Dataset entries
-- Opening Marker --

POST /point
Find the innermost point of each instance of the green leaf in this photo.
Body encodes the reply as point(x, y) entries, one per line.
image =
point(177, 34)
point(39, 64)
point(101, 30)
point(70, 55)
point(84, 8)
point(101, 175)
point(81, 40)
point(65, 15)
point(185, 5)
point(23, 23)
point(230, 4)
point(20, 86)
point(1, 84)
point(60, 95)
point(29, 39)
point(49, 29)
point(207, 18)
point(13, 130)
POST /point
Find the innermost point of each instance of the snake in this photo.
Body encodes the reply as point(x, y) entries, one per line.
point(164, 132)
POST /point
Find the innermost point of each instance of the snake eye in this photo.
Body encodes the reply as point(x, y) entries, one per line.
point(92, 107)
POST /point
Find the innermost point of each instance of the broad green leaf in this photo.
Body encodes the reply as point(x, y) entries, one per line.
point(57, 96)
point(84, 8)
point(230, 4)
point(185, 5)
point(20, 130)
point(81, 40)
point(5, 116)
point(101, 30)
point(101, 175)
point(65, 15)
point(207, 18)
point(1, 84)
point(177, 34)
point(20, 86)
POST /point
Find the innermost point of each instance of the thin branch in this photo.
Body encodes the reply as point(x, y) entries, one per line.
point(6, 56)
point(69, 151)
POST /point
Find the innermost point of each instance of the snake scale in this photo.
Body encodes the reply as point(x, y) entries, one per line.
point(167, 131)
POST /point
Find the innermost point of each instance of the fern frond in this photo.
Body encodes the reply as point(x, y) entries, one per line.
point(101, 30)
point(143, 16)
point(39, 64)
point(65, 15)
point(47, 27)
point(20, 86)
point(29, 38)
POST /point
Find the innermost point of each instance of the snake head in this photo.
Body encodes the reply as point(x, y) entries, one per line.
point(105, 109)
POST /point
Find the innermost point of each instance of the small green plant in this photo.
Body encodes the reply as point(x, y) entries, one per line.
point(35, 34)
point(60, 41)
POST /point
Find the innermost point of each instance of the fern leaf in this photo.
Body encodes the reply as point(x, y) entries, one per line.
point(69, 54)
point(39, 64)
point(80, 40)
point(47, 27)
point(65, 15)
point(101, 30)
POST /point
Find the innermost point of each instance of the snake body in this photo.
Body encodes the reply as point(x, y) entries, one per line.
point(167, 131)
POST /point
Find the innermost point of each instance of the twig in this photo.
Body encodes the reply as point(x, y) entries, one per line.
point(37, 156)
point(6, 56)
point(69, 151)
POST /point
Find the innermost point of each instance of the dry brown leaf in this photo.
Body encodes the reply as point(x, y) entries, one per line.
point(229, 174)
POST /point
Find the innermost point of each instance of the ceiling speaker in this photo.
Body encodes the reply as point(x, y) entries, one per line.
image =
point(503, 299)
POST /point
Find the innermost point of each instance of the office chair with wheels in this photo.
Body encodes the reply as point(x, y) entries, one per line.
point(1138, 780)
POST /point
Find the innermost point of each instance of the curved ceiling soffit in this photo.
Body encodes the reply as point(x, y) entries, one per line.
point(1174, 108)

-- Closing Marker --

Task prompt: Only the number is needed here: how many lines in the data contain "green"?

Solution below: 3